* **Your assignment**
All entries below are to be returned in full, exactly as they stand.

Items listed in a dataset

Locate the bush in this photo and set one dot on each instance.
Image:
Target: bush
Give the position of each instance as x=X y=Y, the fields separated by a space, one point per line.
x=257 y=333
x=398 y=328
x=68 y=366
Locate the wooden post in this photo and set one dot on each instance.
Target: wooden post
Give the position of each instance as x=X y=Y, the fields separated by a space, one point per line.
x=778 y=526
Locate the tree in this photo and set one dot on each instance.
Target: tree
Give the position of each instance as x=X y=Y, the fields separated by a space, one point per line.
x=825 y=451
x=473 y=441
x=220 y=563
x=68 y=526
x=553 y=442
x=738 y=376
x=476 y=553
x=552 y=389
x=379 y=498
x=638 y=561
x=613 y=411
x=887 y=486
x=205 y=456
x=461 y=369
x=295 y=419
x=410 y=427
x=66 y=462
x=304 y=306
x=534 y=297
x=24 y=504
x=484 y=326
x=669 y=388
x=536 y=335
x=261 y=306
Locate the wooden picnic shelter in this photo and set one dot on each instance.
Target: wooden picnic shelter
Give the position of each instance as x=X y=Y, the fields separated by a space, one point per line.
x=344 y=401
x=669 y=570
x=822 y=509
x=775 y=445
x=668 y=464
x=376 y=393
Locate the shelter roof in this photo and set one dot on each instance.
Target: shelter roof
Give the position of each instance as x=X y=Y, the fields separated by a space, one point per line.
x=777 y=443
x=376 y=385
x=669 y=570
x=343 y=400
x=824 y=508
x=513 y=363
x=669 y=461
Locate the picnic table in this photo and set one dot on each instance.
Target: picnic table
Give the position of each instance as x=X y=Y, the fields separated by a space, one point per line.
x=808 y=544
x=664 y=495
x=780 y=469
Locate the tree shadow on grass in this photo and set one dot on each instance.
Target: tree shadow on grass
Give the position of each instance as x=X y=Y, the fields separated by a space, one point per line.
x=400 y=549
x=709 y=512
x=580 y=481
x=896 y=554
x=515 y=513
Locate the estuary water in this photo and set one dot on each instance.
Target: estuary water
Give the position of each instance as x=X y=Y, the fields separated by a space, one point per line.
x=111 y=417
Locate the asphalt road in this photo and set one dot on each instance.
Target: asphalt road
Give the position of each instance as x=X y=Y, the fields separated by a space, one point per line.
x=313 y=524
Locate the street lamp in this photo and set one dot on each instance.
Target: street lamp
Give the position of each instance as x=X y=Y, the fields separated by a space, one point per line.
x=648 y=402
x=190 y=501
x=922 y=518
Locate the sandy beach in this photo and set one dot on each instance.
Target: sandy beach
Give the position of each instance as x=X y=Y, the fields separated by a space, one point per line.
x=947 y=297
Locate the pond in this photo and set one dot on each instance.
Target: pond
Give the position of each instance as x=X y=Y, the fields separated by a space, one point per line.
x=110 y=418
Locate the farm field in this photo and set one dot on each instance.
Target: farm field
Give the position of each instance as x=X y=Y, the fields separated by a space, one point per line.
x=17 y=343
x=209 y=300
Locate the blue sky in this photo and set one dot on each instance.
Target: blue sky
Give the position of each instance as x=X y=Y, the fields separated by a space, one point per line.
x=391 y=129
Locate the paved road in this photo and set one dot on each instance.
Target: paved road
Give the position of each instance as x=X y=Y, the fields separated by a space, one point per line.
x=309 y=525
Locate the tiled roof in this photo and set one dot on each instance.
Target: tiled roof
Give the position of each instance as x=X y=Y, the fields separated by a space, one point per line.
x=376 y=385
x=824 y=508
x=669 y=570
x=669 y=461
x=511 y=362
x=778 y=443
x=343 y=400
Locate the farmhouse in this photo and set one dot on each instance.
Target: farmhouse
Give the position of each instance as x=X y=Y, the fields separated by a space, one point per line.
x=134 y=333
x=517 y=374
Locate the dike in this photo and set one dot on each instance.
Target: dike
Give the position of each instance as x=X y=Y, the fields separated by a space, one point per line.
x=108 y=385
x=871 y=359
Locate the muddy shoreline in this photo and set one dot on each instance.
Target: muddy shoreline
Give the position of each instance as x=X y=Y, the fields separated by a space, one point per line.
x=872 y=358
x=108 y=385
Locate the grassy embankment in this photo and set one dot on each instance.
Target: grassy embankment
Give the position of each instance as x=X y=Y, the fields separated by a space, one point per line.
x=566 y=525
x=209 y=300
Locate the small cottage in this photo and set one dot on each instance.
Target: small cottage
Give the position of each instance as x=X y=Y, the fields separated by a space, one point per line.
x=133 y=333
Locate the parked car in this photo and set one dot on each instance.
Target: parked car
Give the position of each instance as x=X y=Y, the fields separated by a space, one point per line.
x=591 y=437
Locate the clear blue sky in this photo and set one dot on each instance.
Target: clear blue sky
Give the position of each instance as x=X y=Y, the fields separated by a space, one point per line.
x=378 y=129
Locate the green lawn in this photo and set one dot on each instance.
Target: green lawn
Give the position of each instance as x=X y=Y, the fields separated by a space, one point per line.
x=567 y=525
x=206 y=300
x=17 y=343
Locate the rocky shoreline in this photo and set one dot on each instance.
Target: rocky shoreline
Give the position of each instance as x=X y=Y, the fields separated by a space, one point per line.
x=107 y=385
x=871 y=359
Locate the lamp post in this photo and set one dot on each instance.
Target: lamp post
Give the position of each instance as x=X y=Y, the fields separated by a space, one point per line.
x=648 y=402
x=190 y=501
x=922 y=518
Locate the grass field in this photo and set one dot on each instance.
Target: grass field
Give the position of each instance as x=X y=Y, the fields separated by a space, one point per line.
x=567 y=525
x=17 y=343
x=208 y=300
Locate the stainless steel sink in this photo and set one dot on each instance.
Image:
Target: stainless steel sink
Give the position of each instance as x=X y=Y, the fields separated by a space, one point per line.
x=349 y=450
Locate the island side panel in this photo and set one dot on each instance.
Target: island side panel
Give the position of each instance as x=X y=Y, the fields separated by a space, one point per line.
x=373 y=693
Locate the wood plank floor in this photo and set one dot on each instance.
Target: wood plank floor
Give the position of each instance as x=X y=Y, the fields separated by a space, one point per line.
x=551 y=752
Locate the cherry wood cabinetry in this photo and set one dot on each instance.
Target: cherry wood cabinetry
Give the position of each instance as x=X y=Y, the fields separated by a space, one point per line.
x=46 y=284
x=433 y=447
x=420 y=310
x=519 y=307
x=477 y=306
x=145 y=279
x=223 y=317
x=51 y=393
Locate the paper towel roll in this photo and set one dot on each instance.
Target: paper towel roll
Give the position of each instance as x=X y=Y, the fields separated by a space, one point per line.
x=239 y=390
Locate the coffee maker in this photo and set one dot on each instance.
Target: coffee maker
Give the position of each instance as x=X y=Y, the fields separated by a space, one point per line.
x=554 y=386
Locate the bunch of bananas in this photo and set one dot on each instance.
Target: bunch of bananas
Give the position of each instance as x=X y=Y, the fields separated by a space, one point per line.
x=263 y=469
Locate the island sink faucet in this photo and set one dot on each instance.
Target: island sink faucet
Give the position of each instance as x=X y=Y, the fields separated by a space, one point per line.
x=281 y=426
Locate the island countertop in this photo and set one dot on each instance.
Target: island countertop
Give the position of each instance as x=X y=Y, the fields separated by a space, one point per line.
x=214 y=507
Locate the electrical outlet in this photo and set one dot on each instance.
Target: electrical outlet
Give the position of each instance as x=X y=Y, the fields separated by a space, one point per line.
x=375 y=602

* **Task response**
Locate the bush in this photo and set one dot on each instance.
Image:
Target: bush
Give the position of each instance as x=X y=Y, the fields separated by a space, one point per line.
x=257 y=333
x=398 y=328
x=68 y=366
Locate the wooden post in this photo and set one dot on each instance.
Target: wooden post
Give the position of each instance as x=X y=Y, the fields separated by a space, one point per line.
x=778 y=526
Locate the tree in this photo and set one dot on each instance.
Target: tree
Give the position of each instance as x=X y=Y, the fields separated by a space, one point per line.
x=825 y=451
x=473 y=441
x=220 y=563
x=68 y=526
x=553 y=442
x=738 y=376
x=476 y=553
x=552 y=389
x=379 y=498
x=638 y=561
x=613 y=411
x=887 y=486
x=205 y=456
x=461 y=369
x=295 y=419
x=410 y=427
x=66 y=462
x=304 y=306
x=534 y=297
x=24 y=504
x=484 y=326
x=669 y=388
x=536 y=335
x=261 y=306
Locate the wooden picnic shelter in this photo and set one dot on each instance.
Target: wooden picnic shelter
Give the position of each instance as x=X y=Y, the fields separated by a space, one point per line.
x=344 y=401
x=669 y=570
x=822 y=509
x=775 y=445
x=668 y=464
x=376 y=393
Locate the shelter roof in this photo and set one dot on each instance.
Target: shelter roof
Give the position of each instance as x=X y=Y, the fields separated by a space, one point per line.
x=777 y=443
x=376 y=385
x=669 y=570
x=343 y=400
x=824 y=508
x=513 y=363
x=669 y=461
Locate the picnic table in this photo and set one dot on each instance.
Target: picnic table
Give the position of each instance as x=X y=Y, the fields separated by a space, one point per line.
x=808 y=544
x=664 y=495
x=780 y=469
Locate the tree shadow on grass in this photo and set one dot on each instance.
Target: tree shadow on grass
Give the position of each instance as x=X y=Y, the fields separated by a space, one point per line.
x=400 y=549
x=709 y=512
x=580 y=481
x=896 y=554
x=515 y=513
Locate the estuary water in this photo and set one dot on each instance.
Target: estuary water
Give the position of each instance as x=X y=Y, the fields separated by a space, one point per line.
x=111 y=417
Locate the asphalt road in this photo and set one dot on each instance.
Target: asphalt road
Give the position of each instance as x=X y=Y, the fields separated by a space, one point per line.
x=313 y=524
Locate the street lamp in this photo and set one dot on each instance.
Target: street lamp
Give the position of each instance as x=X y=Y, the fields separated by a space, one point per line.
x=648 y=402
x=190 y=501
x=922 y=518
Locate the sandy beach in this photo and set one dot on each instance.
Target: sandy beach
Give the position of each instance as x=X y=Y, the fields separated by a space, one point per line.
x=947 y=297
Locate the pond in this photo and set one dot on each instance.
Target: pond
Give the position of each instance as x=X y=Y, the fields separated by a space, one point per line.
x=110 y=418
Locate the farm field in this photo and set one dot on each instance.
Target: farm field
Give the position of each instance as x=X y=Y, the fields separated by a space, one point per line.
x=17 y=343
x=209 y=300
Locate the blue sky in this photo and set one dot on each instance.
Target: blue sky
Give the position of each instance as x=X y=Y, the fields separated by a space, one point per line.
x=391 y=129
Locate the paved road in this photo and set one dot on each instance.
Target: paved road
Give the position of each instance as x=X y=Y, the fields separated by a space, one point per line.
x=309 y=525
Locate the tiled roof in this photo and set one dot on each instance.
Target: tiled roof
Give the position of each instance as x=X y=Y, the fields separated by a space, one point per line.
x=376 y=385
x=824 y=508
x=669 y=570
x=669 y=461
x=511 y=362
x=778 y=443
x=343 y=400
Locate the farmhouse in this photo and set one dot on each instance.
Target: farmhouse
Give the position of each instance as x=X y=Y, the fields separated by a space, one point per line.
x=134 y=333
x=517 y=374
Locate the dike in this photo and set one dot on each instance.
Target: dike
Give the position of each instance as x=X y=Y, the fields separated by a space, one point per line.
x=108 y=385
x=871 y=359
Locate the muddy shoreline in this photo and set one dot on each instance.
Target: muddy shoreline
Give the position of each instance as x=X y=Y, the fields separated by a space, one point per line.
x=872 y=358
x=108 y=385
Locate the grassy embankment in this photo and set one dot on each instance.
Target: grassy embankment
Give the position of each instance as x=X y=Y, the fields separated by a space, one point per line.
x=566 y=525
x=209 y=300
Locate the small cottage in this photo and set one dot on each instance.
Target: small cottage
Give the position of each instance as x=X y=Y, the fields separated by a space, one point per line.
x=133 y=333
Locate the parked car in this photo and set one dot on each instance.
Target: parked car
Give the position of each instance as x=X y=Y, the fields separated by a space, one point per line.
x=591 y=437
Locate the clear blue sky in this photo and set one dot on each instance.
Target: clear blue sky
Give the position of each instance as x=X y=Y, the fields separated by a space, one point per line.
x=378 y=129
Locate the green lawn in this photo and set one dot on each instance.
Target: green lawn
Give the position of each instance as x=X y=Y, the fields separated by a space, one point per line.
x=567 y=525
x=206 y=300
x=17 y=343
Locate the rocky shoreline in this photo and set one dot on each instance.
Target: rocky shoreline
Give the position of each instance as x=X y=Y, the fields separated by a space, one point per line.
x=107 y=385
x=871 y=359
Locate the lamp post in this photo and set one dot on each instance.
Target: lamp post
Give the position of each instance as x=X y=Y, the fields separated by a space, one point per line.
x=648 y=402
x=190 y=501
x=922 y=518
Locate the grass field in this photo and set one dot on each instance.
Target: grass field
Give the position of each instance as x=X y=Y, the fields separated by a space, one point per line.
x=567 y=525
x=17 y=343
x=208 y=300
Locate the stainless steel sink in this photo and set one dot on each instance.
Image:
Target: stainless steel sink
Give the position of each instance as x=X y=Y, the fields separated by a space, one point per line.
x=349 y=450
Locate the island side panel in this photo and set one dot on each instance.
Target: island side panel
Give the position of each instance as x=X y=Y, the fields separated by a space, one point per line.
x=373 y=693
Locate the wood plank floor in this photo and set one dot on each instance.
Target: wood plank floor
Give the position of each instance as x=X y=Y, the fields separated by a space, one point per line.
x=551 y=752
Locate the cherry wood cabinetry in this photo and set one dot on each instance.
Target: cherry wood cabinetry
Give the position of each instance as x=X y=Y, the fields separated by a space, one point per line.
x=46 y=284
x=433 y=447
x=420 y=310
x=519 y=307
x=477 y=306
x=145 y=279
x=223 y=317
x=51 y=393
Locate the paper towel roll in this photo and set one dot on each instance.
Target: paper towel roll
Give the position of each instance as x=X y=Y, the fields separated by a space, one point per line.
x=239 y=390
Locate the coffee maker in this photo and set one dot on each instance.
Target: coffee maker
Give the position of each instance as x=X y=Y, the fields separated by a space, one point per line.
x=554 y=386
Locate the bunch of bananas in this photo and set one dot on each instance.
Target: bunch of bananas
Give the position of each instance as x=X y=Y, the fields separated by a space, one point per line.
x=263 y=469
Locate the island sink faucet in this photo and set one dot on each instance.
Target: island sink faucet
Give the position of each instance as x=X y=Y, the fields separated by a space, one point per line.
x=281 y=426
Locate the island countertop in this photo and set one dot on each instance.
Target: island countertop
Give the position of each instance as x=X y=Y, the fields separated by a space, one point per line.
x=214 y=507
Locate the electrical outlet in this photo and set one dot on each instance.
Target: electrical outlet
Give the position of each instance as x=X y=Y, the fields separated by a space, one point per line.
x=375 y=602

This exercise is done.